* [TASK TO COMPLETE] Somewhere below are a line with "Target: child bending over" and a later line with "398, row 126.". Output exactly those lines and all lines between them.

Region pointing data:

>>>>>

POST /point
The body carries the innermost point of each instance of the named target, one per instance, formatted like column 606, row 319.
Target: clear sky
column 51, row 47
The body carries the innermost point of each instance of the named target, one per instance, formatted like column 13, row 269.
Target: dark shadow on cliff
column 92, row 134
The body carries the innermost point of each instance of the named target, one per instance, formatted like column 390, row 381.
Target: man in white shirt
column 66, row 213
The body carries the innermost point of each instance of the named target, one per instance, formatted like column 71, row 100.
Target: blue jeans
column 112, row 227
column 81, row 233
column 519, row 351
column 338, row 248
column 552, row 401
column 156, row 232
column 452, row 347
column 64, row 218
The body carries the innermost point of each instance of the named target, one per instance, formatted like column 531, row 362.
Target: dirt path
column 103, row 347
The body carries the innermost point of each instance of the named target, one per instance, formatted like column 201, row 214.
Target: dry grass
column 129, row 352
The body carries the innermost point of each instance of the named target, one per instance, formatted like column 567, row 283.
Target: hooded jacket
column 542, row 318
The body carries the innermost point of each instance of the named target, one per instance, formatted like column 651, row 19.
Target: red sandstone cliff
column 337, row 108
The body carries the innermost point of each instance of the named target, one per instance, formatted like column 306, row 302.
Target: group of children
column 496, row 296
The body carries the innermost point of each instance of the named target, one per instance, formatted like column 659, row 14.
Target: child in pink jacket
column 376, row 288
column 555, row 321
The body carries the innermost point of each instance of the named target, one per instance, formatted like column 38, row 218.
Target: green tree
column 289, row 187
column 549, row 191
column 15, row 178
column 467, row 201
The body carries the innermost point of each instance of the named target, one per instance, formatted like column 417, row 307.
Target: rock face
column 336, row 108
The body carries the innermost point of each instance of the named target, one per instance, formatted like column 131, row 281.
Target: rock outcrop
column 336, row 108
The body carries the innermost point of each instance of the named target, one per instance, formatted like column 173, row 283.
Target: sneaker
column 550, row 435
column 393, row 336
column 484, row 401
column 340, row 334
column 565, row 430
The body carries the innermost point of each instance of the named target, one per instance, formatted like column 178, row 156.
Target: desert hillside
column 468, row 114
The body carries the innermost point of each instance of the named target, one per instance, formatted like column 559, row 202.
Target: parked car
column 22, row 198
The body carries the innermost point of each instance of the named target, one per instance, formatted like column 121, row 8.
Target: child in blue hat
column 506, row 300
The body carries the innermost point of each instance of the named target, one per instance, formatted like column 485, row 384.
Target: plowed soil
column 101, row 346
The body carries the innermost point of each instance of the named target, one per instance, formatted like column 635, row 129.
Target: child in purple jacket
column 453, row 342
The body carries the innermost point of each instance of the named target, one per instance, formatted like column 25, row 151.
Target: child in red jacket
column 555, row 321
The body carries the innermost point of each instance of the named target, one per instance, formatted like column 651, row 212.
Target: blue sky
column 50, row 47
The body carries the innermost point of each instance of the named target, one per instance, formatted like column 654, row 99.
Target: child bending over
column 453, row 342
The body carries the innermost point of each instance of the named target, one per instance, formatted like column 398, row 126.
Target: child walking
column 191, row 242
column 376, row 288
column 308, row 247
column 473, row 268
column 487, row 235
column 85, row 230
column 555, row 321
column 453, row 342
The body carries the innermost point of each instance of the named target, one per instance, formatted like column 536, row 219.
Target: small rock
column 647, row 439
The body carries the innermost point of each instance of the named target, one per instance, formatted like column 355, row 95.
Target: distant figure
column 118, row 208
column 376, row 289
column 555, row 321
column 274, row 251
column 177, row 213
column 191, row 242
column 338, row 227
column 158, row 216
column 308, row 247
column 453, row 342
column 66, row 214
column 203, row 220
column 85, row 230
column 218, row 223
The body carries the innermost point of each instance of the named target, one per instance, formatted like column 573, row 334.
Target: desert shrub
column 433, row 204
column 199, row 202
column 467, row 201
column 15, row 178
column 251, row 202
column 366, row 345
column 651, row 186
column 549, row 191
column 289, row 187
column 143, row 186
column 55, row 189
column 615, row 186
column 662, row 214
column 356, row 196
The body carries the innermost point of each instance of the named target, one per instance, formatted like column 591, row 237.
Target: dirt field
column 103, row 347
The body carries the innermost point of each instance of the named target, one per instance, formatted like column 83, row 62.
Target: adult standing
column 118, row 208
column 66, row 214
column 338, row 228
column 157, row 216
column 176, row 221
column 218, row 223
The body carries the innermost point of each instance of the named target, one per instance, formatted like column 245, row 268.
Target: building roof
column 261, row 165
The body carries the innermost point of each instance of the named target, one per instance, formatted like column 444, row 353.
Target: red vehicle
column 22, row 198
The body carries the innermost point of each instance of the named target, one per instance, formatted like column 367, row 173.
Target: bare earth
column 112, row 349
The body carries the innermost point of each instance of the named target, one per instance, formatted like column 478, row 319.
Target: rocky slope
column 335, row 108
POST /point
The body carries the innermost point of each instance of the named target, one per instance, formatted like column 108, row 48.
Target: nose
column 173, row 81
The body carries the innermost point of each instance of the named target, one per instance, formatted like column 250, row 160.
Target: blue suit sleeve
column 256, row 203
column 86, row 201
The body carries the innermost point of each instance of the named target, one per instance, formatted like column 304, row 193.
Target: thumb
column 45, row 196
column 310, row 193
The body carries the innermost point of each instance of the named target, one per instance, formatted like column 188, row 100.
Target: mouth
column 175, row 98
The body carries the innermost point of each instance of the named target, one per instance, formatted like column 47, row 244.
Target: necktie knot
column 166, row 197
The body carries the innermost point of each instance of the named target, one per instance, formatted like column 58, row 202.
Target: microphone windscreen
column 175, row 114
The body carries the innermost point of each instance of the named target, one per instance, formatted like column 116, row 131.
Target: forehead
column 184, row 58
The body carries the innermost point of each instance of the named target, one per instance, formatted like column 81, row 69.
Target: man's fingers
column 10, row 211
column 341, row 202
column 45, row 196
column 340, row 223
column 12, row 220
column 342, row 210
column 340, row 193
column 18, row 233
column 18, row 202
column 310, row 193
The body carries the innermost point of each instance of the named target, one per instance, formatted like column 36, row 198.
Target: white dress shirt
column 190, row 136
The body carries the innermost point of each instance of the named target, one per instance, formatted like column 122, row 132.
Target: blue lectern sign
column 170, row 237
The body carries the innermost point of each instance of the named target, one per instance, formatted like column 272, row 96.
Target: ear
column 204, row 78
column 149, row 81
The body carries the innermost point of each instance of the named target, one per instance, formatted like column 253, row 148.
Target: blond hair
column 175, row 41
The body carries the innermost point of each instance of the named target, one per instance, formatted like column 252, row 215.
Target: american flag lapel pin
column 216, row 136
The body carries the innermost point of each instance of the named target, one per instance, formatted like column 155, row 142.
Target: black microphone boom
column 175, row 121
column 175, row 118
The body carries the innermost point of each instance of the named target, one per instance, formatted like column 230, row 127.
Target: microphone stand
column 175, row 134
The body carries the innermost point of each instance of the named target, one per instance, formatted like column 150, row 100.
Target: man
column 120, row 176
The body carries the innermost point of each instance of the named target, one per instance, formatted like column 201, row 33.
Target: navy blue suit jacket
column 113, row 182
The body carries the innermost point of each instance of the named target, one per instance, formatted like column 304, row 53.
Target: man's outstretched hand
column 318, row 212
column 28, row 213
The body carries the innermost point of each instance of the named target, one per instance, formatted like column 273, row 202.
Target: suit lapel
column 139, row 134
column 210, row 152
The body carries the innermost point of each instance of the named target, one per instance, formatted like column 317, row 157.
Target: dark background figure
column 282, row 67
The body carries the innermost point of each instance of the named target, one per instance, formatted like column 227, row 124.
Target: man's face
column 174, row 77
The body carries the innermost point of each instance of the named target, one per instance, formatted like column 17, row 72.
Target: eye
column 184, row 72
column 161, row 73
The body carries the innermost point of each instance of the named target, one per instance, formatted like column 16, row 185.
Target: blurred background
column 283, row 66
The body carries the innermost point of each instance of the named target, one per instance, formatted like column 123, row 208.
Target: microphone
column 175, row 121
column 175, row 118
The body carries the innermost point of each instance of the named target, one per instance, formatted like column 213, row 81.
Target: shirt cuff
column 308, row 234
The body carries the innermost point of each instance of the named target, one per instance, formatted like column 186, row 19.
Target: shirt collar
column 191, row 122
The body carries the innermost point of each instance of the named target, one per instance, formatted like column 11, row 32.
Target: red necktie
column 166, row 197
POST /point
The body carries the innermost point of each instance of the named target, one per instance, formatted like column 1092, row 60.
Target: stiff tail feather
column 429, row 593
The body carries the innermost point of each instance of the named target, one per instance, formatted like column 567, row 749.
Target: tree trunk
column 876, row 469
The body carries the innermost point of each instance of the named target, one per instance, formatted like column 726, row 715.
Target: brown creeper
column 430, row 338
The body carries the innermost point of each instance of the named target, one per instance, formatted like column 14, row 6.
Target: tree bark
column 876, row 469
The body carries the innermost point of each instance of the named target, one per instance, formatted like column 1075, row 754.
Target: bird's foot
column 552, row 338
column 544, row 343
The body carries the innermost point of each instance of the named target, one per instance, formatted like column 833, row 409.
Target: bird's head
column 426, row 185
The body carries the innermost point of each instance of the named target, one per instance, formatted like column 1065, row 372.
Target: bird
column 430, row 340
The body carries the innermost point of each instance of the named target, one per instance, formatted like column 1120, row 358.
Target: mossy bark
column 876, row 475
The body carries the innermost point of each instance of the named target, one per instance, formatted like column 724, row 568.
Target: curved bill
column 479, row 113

<<<<<
>>>>>

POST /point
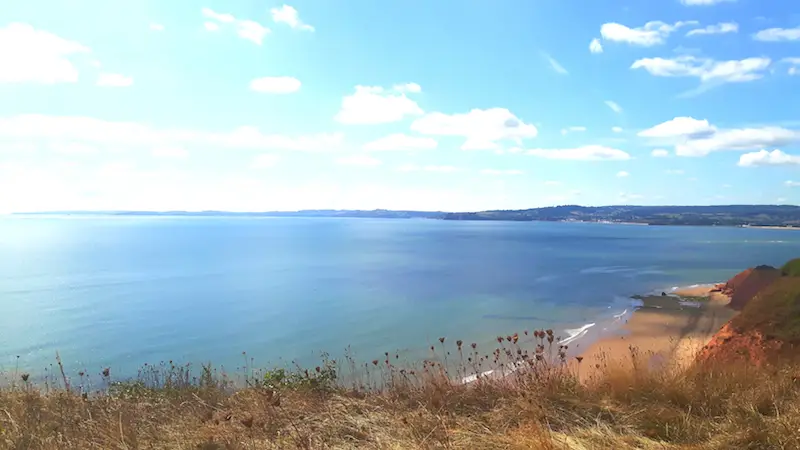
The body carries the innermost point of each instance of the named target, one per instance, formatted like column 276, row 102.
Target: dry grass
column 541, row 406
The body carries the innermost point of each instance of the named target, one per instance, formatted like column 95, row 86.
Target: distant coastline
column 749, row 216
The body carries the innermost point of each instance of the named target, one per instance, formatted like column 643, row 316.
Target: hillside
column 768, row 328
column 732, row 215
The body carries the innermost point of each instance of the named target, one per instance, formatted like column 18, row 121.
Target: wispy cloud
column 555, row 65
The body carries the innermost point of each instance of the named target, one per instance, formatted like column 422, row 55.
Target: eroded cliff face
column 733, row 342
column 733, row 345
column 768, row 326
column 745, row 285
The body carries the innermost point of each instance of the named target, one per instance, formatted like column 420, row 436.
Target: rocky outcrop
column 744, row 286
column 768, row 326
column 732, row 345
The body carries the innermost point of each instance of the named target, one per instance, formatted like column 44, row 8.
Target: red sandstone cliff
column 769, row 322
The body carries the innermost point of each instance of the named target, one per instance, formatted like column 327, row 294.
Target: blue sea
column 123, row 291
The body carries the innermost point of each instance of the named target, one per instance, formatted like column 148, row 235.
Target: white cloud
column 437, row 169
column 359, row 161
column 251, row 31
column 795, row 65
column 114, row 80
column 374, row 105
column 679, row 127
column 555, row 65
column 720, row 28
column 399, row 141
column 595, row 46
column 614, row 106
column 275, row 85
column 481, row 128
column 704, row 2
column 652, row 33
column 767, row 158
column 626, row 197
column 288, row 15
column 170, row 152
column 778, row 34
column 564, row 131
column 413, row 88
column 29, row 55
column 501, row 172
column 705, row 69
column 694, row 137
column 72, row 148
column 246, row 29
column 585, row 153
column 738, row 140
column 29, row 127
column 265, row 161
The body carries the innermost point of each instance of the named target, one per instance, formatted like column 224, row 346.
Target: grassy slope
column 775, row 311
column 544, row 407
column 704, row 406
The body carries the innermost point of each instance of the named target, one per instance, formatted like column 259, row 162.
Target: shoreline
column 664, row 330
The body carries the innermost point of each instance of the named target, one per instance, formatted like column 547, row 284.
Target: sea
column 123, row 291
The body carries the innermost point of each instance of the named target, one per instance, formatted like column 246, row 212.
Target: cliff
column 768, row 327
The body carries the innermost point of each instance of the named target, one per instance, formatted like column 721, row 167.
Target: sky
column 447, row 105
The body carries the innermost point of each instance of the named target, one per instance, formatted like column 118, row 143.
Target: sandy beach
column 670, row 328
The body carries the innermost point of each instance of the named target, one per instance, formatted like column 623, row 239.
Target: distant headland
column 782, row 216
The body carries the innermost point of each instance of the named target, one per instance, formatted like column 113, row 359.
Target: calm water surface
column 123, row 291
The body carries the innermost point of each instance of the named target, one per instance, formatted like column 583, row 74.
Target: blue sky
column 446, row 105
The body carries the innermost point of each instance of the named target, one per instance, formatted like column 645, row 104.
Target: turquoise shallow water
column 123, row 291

<<<<<
>>>>>

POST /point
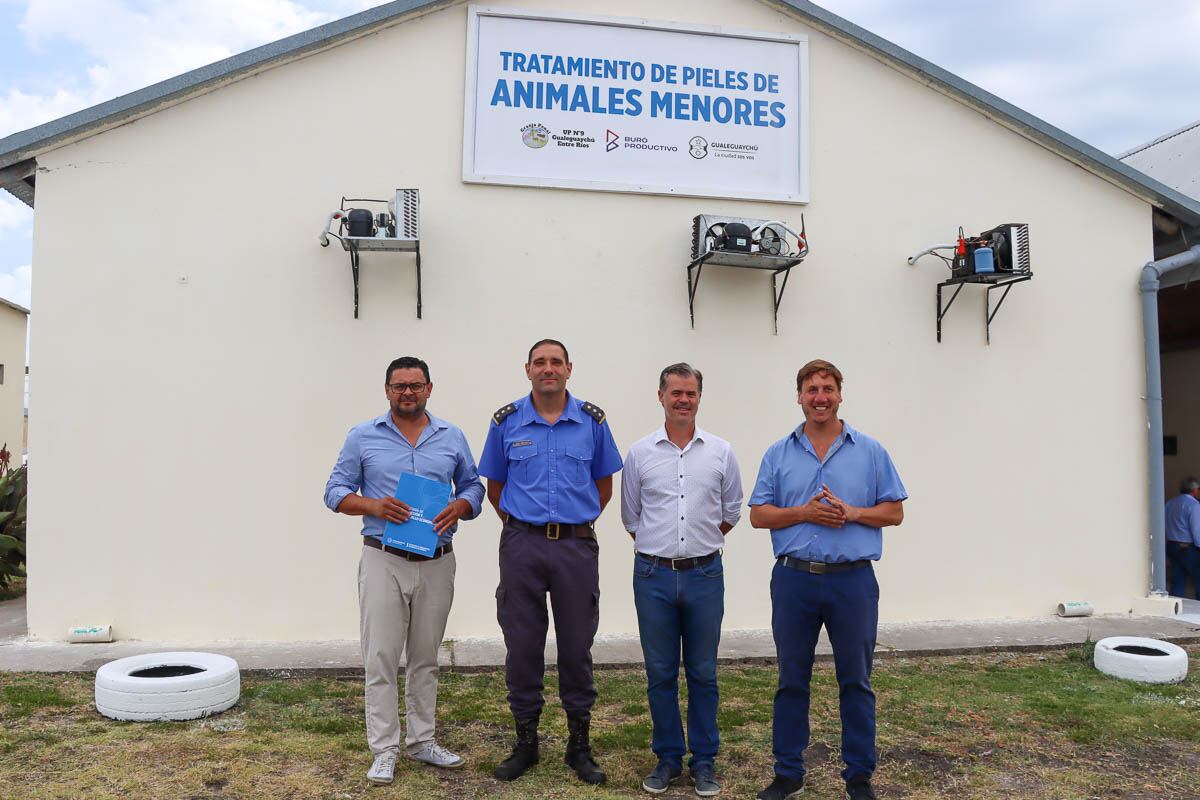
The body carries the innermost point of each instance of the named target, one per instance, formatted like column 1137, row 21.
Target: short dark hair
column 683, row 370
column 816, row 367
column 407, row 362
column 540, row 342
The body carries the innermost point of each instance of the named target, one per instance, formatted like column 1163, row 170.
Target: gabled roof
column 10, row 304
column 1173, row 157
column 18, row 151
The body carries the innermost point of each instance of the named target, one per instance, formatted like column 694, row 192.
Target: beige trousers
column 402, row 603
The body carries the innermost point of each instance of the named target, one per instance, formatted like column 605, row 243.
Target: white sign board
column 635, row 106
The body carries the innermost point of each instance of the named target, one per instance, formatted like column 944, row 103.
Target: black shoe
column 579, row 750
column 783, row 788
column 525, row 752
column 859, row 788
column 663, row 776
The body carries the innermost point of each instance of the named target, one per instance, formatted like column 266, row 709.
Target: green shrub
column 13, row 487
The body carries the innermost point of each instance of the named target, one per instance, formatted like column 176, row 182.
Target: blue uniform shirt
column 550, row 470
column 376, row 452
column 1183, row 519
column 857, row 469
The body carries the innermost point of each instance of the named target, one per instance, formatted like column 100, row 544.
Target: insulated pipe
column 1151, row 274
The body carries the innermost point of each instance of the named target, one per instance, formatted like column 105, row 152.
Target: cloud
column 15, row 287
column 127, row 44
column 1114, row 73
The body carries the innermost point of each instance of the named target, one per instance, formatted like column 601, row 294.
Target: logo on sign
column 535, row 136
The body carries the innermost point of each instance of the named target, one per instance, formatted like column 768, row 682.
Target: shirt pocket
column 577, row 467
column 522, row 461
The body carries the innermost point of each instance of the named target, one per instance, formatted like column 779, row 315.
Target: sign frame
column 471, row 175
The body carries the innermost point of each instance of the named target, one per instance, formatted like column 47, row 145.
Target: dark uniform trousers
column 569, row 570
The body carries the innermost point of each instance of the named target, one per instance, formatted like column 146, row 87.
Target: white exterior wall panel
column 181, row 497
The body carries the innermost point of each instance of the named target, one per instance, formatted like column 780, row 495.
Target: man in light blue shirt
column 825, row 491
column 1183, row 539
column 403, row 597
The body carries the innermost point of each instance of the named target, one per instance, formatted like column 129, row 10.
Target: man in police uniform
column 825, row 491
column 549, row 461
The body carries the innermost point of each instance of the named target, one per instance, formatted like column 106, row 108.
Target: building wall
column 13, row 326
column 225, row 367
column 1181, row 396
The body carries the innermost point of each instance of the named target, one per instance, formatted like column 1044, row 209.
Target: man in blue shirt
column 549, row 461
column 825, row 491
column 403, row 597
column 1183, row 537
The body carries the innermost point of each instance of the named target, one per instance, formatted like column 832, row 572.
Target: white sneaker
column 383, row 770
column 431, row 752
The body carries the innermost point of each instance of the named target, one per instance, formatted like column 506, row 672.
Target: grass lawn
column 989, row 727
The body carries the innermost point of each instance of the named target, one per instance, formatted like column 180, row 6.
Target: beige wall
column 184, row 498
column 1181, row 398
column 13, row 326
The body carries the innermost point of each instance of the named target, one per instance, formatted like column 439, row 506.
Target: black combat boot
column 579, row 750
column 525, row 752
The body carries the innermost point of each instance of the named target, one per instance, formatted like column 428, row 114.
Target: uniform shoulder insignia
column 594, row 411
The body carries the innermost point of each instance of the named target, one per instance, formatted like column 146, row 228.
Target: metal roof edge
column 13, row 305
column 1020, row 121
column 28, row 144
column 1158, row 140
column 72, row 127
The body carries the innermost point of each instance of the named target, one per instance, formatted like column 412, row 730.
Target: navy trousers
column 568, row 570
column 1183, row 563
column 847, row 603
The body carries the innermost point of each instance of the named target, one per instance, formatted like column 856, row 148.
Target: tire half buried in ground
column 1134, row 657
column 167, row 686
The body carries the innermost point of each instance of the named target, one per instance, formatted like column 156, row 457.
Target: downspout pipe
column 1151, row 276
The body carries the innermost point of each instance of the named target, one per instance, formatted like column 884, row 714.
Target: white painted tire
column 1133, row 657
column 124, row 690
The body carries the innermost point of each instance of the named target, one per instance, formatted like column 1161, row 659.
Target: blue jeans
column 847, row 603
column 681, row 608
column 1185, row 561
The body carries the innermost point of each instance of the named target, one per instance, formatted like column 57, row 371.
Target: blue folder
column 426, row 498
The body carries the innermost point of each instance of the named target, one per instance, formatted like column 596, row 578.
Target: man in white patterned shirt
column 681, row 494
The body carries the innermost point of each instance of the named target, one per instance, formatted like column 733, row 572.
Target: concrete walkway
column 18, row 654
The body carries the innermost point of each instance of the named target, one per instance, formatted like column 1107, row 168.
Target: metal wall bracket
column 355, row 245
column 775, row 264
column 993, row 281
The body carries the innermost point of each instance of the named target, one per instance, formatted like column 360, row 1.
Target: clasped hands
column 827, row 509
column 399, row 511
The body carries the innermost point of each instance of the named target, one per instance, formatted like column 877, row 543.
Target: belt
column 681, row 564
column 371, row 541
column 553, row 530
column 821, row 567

<<<<<

* [REPLY TO THE EXERCISE]
Target: child bending over
column 453, row 342
The body carries the innermost point of each instance of the named target, one per instance, formatted like column 398, row 126.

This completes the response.